Rewrite the data starting at the line containing "Identify treeline. Give" and ending at the line containing "367 435 403 455" as a two-column CSV with the header row text,coords. Give one row per text with its coordinates, putting each value in a quoted field and replacing line breaks with spaces.

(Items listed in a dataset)
-------------------------
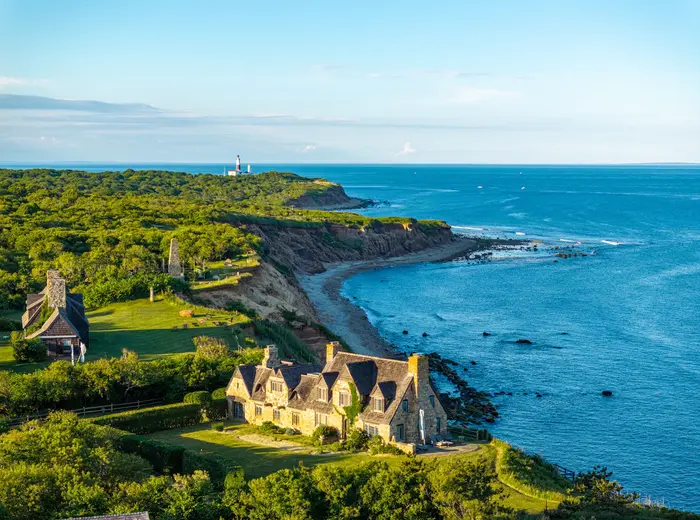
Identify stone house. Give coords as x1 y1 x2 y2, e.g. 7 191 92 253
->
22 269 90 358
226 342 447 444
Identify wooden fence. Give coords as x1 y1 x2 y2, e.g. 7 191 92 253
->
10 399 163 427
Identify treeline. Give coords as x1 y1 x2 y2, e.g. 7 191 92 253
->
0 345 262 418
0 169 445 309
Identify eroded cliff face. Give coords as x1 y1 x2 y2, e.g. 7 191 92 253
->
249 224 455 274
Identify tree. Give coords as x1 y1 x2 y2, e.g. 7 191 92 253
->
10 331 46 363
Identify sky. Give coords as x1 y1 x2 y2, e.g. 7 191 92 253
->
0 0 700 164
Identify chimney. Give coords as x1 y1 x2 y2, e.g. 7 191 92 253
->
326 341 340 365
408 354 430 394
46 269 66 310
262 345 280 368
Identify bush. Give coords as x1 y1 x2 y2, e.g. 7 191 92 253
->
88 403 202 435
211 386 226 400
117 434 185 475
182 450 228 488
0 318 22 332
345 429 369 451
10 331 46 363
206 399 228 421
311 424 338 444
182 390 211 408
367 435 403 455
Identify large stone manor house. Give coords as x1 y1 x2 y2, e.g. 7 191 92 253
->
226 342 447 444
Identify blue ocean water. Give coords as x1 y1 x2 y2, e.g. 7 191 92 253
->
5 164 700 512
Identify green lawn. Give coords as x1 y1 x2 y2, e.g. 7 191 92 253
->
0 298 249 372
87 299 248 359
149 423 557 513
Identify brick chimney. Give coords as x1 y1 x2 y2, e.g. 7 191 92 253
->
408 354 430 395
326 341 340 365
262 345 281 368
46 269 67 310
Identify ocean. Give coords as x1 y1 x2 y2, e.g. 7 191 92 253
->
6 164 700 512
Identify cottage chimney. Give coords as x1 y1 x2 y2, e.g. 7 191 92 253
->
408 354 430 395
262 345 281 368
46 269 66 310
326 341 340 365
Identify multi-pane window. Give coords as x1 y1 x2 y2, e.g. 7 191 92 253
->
-------------------------
* Result for this exercise:
text,coords
"Identify treeline. Give coords as x1 y1 x2 y2, e.g. 7 191 92 253 ->","0 345 262 418 0 169 445 309"
"Identify eroded cliff face. Give coords as x1 y1 x2 y2, e.g. 7 191 92 253 ->","249 224 455 274"
"Identify tree. Give coords as x1 y1 x2 y2, e.g. 7 191 92 253 ->","10 331 46 363"
"Identify sky. Give coords as x1 y1 x2 y2, e.g. 7 191 92 253 ->","0 0 700 164"
"Identify chimney. Give coords as x1 y1 x2 y2, e.g. 7 191 92 253 ->","326 341 340 365 408 354 430 394 46 269 66 310 262 345 280 368"
"Identify bush. Give coords as x1 y1 x2 y2, e.g. 7 191 92 253 ->","88 403 202 435 211 386 226 400 117 434 185 475 182 450 228 488 0 318 22 332 345 429 369 451 10 331 46 363 206 399 228 421 311 424 338 444 182 390 211 408 367 435 403 455"